**WHAT IS BEING ASKED**
Nothing in the data may be altered; restate all of it exactly.

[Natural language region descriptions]
::::::::

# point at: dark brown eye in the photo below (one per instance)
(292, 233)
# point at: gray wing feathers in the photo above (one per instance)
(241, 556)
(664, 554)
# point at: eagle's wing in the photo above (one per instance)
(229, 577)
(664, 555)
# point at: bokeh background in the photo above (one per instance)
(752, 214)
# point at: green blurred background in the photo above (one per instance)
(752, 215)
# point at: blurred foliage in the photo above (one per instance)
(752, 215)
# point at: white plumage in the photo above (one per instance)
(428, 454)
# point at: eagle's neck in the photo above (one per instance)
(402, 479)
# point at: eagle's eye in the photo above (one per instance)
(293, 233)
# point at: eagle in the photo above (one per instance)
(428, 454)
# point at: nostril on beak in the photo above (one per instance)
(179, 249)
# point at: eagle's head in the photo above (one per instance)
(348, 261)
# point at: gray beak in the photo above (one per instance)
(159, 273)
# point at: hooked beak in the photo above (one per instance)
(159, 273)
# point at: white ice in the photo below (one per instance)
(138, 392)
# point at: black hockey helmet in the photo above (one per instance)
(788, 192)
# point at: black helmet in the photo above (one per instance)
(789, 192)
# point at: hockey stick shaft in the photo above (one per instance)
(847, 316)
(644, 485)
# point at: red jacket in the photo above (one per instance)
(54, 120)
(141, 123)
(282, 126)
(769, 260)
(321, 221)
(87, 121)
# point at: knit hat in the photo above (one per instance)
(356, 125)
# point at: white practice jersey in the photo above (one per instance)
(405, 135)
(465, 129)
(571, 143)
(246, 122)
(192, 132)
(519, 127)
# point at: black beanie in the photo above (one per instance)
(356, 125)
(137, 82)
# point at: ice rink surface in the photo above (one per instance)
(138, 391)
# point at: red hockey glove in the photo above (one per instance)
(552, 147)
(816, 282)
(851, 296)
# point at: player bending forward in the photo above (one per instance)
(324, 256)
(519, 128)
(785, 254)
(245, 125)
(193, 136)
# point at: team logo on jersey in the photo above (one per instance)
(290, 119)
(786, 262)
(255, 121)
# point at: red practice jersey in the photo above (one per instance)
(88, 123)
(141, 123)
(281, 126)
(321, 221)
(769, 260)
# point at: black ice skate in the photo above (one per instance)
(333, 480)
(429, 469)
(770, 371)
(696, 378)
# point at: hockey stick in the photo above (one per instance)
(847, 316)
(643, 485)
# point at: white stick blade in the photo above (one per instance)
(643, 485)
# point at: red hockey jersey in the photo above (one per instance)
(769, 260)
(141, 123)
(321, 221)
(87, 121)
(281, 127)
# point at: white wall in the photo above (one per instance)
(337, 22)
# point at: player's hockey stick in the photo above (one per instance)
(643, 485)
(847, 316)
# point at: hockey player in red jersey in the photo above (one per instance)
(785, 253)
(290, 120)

::::::::

**FINAL ANSWER**
# point at: dark brown eye in the photo below (one per instance)
(292, 233)
# point at: gray wing feathers in the photo above (one per instance)
(241, 556)
(664, 554)
# point at: eagle's wing in the photo above (one per instance)
(229, 577)
(664, 555)
# point at: bokeh background in the photo above (one per instance)
(752, 214)
# point at: green blurred background in the photo above (one per instance)
(752, 215)
# point at: blurred foliage in the photo above (one per instance)
(752, 215)
# point at: white plumage in the photo above (one per instance)
(428, 454)
# point at: eagle's neck in the photo above (one per instance)
(402, 479)
# point at: eagle's eye in the photo above (one per instance)
(293, 233)
# point at: eagle in the photo above (one per instance)
(428, 454)
# point at: nostril on beak in the photo above (one per instance)
(179, 249)
# point at: eagle's head in the photo above (one per instance)
(348, 261)
# point at: gray beak in the photo above (one per instance)
(159, 273)
# point at: hooked beak in the photo above (one per instance)
(159, 273)
# point at: white ice in the photo below (one per instance)
(138, 392)
# point at: black hockey helmet in the photo above (one per instance)
(788, 192)
# point at: black helmet in the photo above (one per instance)
(789, 192)
# point at: hockey stick shaft in the photo above (one per instance)
(847, 316)
(644, 485)
# point at: red jacket in the photo above (one per instance)
(54, 120)
(141, 123)
(282, 126)
(769, 260)
(321, 221)
(87, 121)
# point at: knit hat in the photo above (one per instance)
(356, 125)
# point at: white practice jersey in the photo above (one per instance)
(405, 135)
(465, 129)
(571, 143)
(246, 122)
(192, 132)
(519, 127)
# point at: black beanie in the photo above (one per instance)
(356, 125)
(137, 82)
# point at: ice rink surface in the photo above (one per instance)
(138, 391)
# point at: red hockey glove in the photo above (one per instance)
(552, 147)
(816, 282)
(851, 296)
# point at: player bending forward in the photo above (one per instance)
(324, 256)
(519, 128)
(785, 254)
(245, 125)
(193, 136)
# point at: team logo on jersey in the photo above (one per instance)
(290, 119)
(786, 262)
(255, 121)
# point at: red practice jersey in the photo above (one per instance)
(88, 123)
(141, 123)
(281, 126)
(321, 221)
(769, 260)
# point at: black ice skate in the photo above (one per instance)
(333, 480)
(429, 469)
(770, 371)
(696, 378)
# point at: hockey stick in the photo above (one per instance)
(847, 316)
(643, 485)
# point at: white stick blade in the photo above (one per instance)
(643, 485)
# point at: red hockey jersey in the photo above (one per instance)
(769, 260)
(141, 123)
(321, 221)
(87, 121)
(281, 127)
# point at: white wall in the photo above (one per instance)
(337, 22)
# point at: player's hockey stick in the photo above (one per instance)
(643, 485)
(847, 316)
# point at: hockey player in red jersey in the photo above (one per instance)
(785, 253)
(290, 120)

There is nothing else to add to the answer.